*RECORD EXCERPTS*.
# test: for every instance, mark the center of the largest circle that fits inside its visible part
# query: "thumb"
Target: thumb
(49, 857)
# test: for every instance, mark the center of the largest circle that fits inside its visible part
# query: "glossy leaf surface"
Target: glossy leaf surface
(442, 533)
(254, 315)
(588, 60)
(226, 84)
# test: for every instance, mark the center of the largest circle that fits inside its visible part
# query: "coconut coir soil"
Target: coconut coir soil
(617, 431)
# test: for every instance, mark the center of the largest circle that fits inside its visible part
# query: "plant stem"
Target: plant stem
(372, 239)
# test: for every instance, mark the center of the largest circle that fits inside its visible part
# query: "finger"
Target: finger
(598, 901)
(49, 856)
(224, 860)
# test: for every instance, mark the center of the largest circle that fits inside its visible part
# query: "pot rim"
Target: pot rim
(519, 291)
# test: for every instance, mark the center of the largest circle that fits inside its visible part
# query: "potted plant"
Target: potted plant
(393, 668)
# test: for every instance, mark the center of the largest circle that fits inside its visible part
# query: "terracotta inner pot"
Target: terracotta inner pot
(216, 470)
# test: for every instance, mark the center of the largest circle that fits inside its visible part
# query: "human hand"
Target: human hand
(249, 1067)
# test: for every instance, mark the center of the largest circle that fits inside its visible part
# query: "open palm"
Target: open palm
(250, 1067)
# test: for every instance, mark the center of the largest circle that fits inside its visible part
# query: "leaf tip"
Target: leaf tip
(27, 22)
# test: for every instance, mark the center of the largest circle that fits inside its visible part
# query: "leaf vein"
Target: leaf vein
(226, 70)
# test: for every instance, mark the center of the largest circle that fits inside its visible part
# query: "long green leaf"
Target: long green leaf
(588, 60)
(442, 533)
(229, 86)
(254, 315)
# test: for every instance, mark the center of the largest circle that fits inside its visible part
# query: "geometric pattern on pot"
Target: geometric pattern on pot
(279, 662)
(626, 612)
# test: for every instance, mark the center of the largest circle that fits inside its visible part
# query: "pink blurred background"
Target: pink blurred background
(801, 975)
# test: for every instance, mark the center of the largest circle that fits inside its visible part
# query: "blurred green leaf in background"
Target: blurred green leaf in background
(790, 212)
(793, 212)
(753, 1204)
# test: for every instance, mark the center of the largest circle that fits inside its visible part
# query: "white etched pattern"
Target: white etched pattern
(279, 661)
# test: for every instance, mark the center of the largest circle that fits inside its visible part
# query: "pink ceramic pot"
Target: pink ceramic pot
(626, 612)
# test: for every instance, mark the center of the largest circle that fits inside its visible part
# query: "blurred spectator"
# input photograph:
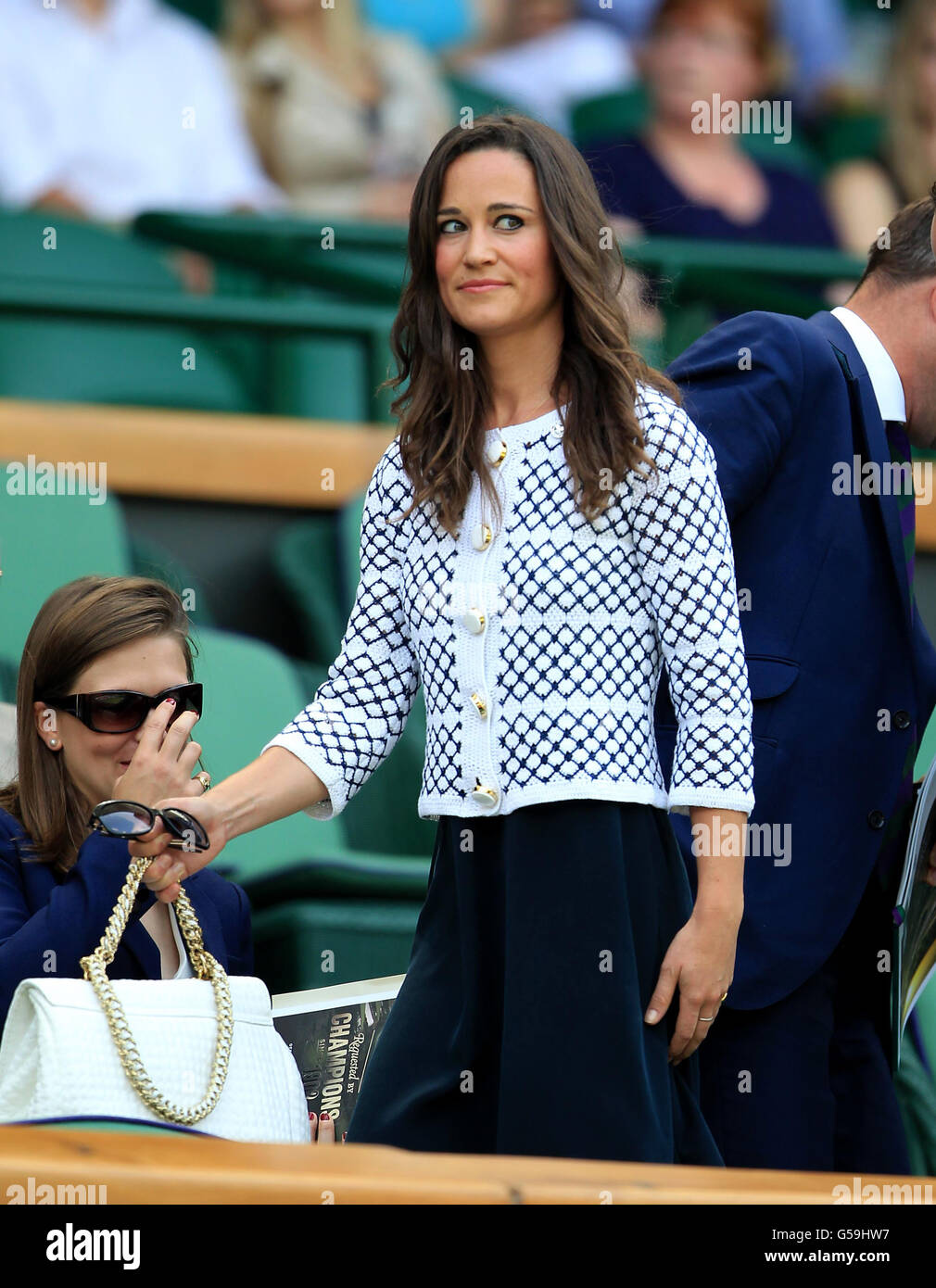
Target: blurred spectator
(680, 181)
(864, 195)
(343, 116)
(541, 58)
(816, 33)
(111, 107)
(436, 26)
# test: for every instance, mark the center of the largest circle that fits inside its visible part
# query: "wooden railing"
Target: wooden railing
(181, 1169)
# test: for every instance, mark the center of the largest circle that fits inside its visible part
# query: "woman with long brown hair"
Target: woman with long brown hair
(545, 532)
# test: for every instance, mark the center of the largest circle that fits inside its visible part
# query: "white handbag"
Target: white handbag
(101, 1047)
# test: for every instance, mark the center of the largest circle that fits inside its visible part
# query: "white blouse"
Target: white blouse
(184, 970)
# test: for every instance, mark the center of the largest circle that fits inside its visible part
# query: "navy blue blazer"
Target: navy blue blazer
(832, 637)
(42, 912)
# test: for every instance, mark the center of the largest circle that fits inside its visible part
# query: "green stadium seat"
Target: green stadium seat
(463, 93)
(105, 360)
(151, 559)
(849, 135)
(307, 564)
(311, 944)
(916, 1092)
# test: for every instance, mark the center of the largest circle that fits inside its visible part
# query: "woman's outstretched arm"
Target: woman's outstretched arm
(273, 786)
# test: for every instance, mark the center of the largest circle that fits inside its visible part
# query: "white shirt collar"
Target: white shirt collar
(883, 375)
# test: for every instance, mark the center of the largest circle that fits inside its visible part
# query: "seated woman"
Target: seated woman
(677, 181)
(344, 116)
(59, 878)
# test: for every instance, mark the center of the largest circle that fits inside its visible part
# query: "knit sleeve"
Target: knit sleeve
(683, 545)
(360, 709)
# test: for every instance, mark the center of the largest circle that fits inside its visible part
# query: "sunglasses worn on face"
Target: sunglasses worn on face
(125, 710)
(126, 819)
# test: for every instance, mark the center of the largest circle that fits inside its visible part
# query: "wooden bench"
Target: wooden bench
(179, 1168)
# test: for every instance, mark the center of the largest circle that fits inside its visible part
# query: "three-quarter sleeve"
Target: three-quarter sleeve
(360, 709)
(683, 545)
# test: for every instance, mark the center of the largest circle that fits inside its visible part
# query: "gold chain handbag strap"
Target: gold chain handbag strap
(206, 967)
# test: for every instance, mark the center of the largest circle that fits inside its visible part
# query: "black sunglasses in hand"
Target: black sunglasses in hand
(124, 710)
(128, 819)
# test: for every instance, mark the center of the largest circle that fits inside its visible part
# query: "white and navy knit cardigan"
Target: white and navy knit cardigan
(539, 643)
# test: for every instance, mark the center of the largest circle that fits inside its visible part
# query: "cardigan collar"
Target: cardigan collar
(529, 429)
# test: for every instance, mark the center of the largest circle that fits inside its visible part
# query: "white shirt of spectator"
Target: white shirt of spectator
(882, 373)
(134, 111)
(184, 970)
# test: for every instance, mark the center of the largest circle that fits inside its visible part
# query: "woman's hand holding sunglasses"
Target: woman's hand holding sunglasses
(164, 760)
(172, 865)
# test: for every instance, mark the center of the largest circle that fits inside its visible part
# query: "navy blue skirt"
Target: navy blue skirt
(519, 1028)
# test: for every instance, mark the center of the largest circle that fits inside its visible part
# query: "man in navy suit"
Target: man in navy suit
(810, 423)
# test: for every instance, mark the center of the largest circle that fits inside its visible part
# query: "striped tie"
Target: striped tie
(893, 841)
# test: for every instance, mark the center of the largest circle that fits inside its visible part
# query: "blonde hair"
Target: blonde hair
(348, 58)
(905, 131)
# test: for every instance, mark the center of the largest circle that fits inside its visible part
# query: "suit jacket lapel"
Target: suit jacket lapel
(866, 415)
(209, 918)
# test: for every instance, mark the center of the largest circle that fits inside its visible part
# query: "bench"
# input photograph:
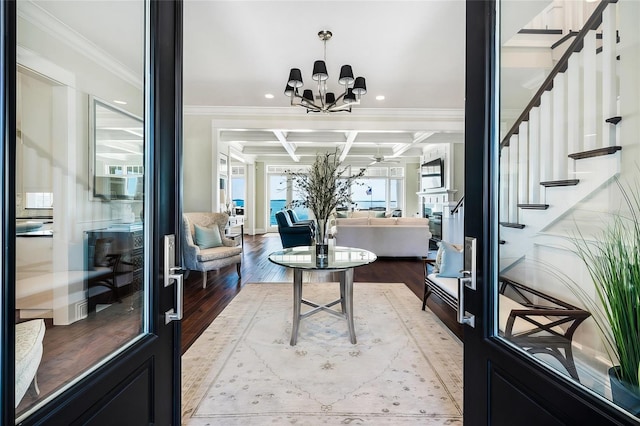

*ABOUT THIS TASK*. Quote the preceding listing precisely and completely, omitting its images.

*ANSWER BOX*.
# test: for every instance, mark the center of the largest circle that fits inside its visible part
# query: "thumb"
Target: thumb
(49, 857)
# test: for every instance, mark the center of the largest circle that fits inside its visible part
# query: "glossy leaf surface"
Target: glossy leaf surface
(442, 533)
(254, 315)
(588, 60)
(226, 84)
# test: for every instance, mark the center of the largest circle that fits inside its visible part
# query: "coconut coir soil"
Target: coconut coir soil
(617, 431)
# test: for every instance, mark the center of the largest circle that fits inside its visible part
# query: "plant stem"
Target: plant stem
(372, 239)
# test: for every instance, mark the center of the largest circle that fits inside its visible part
# query: "finger"
Target: finger
(598, 901)
(49, 856)
(224, 860)
# test: for every instance, mark the center of the largest circle that fits inside its visible part
# query: "pot rim"
Target: pot rim
(519, 291)
# test: for every instance, mark the center of the largest circle that fits inside its visible part
# query: "potted plant"
Target: potted plant
(393, 668)
# test: for every instance, mark the center of the largest circle that fits inside its visible part
# query: "terracotta inner pot"
Target: terracotta inner pot
(216, 470)
# test: for every instance, mark the center of the largest circle that fits inside its visible part
# query: "human hand"
Target: human hand
(249, 1067)
# test: for every instance, mark the center of the largest circle that fits inside its visible part
# query: "open palm"
Target: open palm
(250, 1067)
# test: for every instance, mark the center of the largest circle that fits inside its visible part
# query: "leaf tip"
Target: leaf tip
(27, 22)
# test: for every instance, mark the center of the largest circle that fits inside its visible part
# query: "leaf vein"
Target: leaf vein
(226, 70)
# test: for every instance, mark the center of the largest circle that fits inside its visible part
# query: "long green leaf"
Target: long green leaf
(588, 60)
(442, 533)
(229, 86)
(254, 315)
# test: for every instance, mark the center of the largest circle that fits inside its visible part
# query: "geometric pattern on pot"
Target: geometric pattern on pot
(279, 662)
(626, 612)
# test: for every instance, mark the center of the largest circle that fits inside its visible part
# query: "pink blurred background"
Target: pink blurred background
(801, 975)
# test: for every instance, mark the center of the largest circle that fits inside its visible part
# query: "blurred green leaf in background"
Target: blurred green leaf in background
(790, 212)
(793, 212)
(753, 1204)
# test: for every instance, mark the center of the largest circle that fits inside its visible part
# query: "white etched pattern"
Target: white etched pattern
(279, 661)
# test: for every instance, mark the center of the largest circle that fits inside its visible part
# query: "pink ceramic pot"
Target: pink ceramic pot
(626, 612)
# test: for every instance, mark the center of the largest circle that fits inside its visible part
# query: "blurred spectator"
# input photograph:
Target: blurred spectator
(680, 181)
(864, 195)
(343, 116)
(541, 58)
(816, 33)
(111, 107)
(436, 26)
# test: for every instance, mark the center of the largest circle that fits inside its visible part
# query: "wooden railing"
Target: wooden railing
(181, 1169)
# test: for every instance, mark the center of the largest circle that fits inside its visible part
# query: "woman with long brown hair"
Target: woman with long brown hair
(545, 532)
# test: for every instance, mark the center of the largest circle that fits inside its visible part
# query: "white handbag"
Target: white handbag
(101, 1047)
# test: for every instance, mark the center of the largest circle that fits inside its visible part
# query: "white blouse"
Target: white blouse
(184, 970)
# test: for every instance, mark the center of the largest circle that fits inside its visible part
# query: "navy blue blazer"
Target: navy blue blazer
(832, 637)
(42, 912)
# test: for every instance, mark the center of the largest circle that fits inside its visible part
# query: "green stadium seat"
Target: green stadium seat
(463, 93)
(105, 360)
(151, 559)
(849, 135)
(307, 564)
(311, 944)
(916, 1092)
# test: for every instance, mark the center of the largest circle that fits inside its visible part
# query: "woman's outstretched arm"
Target: woman's outstretched arm
(273, 786)
# test: for every instance, mark the center of the largest circle that fits inside its visible part
# query: "white shirt collar"
Target: white shirt collar
(883, 375)
# test: for every instance, mark the center of the largest circle that fits inside its visible part
# query: "seated woman"
Target: seated woman
(677, 181)
(344, 116)
(59, 878)
# test: for every instance, mark the center of the largest circle that fits inside its visible part
# query: "knit sleeve"
Target: knit sleeve
(683, 545)
(360, 709)
# test: for every instance, mark the center of the largest circle that fits inside its visible part
# query: "sunglasses worn on face"
Target: sunglasses worn on face
(125, 710)
(126, 819)
# test: for every instance, mark the center of the largest circle that fits inside its visible part
# query: "wooden bench"
Target: wooden bench
(179, 1168)
# test: for every instance, mark the center of the largest circle that fits inside its visible part
# query: "three-quarter sleeve"
Target: three-quarter sleeve
(360, 709)
(683, 545)
# test: for every instance, mark the center of the largest circle that fits inside its visible part
# query: "gold chain handbag strap"
Target: gold chain handbag strap
(206, 967)
# test: for every instance, mark the center of the largest circle that fits inside its visible part
# query: "black sunglasses in hand"
Target: black sunglasses in hand
(124, 710)
(128, 819)
# test: for every instance, mark the center of the largest circle that fits inside its visible part
# query: "white and navy knit cardigan"
Target: white and navy knit cardigan
(539, 643)
# test: for every instance, mark the center of the largest circle that fits inside its visible part
# query: "cardigan collar"
Target: cardigan collar
(529, 429)
# test: for every instance, mark the center of the largest circle that fits inside its visible part
# query: "white shirt of spectator"
Target: white shirt of spectator
(882, 373)
(134, 111)
(184, 970)
# test: for every instance, mark the center of the largest circle that fits inside its visible part
# query: "woman's hand holding sunglasses"
Target: woman's hand holding sunglasses
(164, 760)
(172, 865)
# test: for every instance, mark the center of the largest circle that fits inside its visible part
# query: "navy blue skirt"
Target: navy blue skirt
(519, 1028)
# test: for every instance, mark the center of the largest circle that fits inside its visible part
# query: "man in navy suit"
Target: man in navy suit
(810, 423)
# test: for every instance, mark the center of the largest circle that fits inside its visible part
# query: "striped tie"
Target: striped tie
(893, 841)
# test: for every instance, mark the center of the largest circle that fits inside its visible part
# query: "blonde hair"
Target: blonde hair
(348, 58)
(905, 131)
# test: for every instance, mark the center of the largest circle that fits inside its visible part
# query: "suit jacket lapel"
Target: suit jacket lapel
(866, 415)
(209, 918)
# test: for every instance, mark the center of the largest circle that fits inside its visible part
# query: "bench"
# input photograph:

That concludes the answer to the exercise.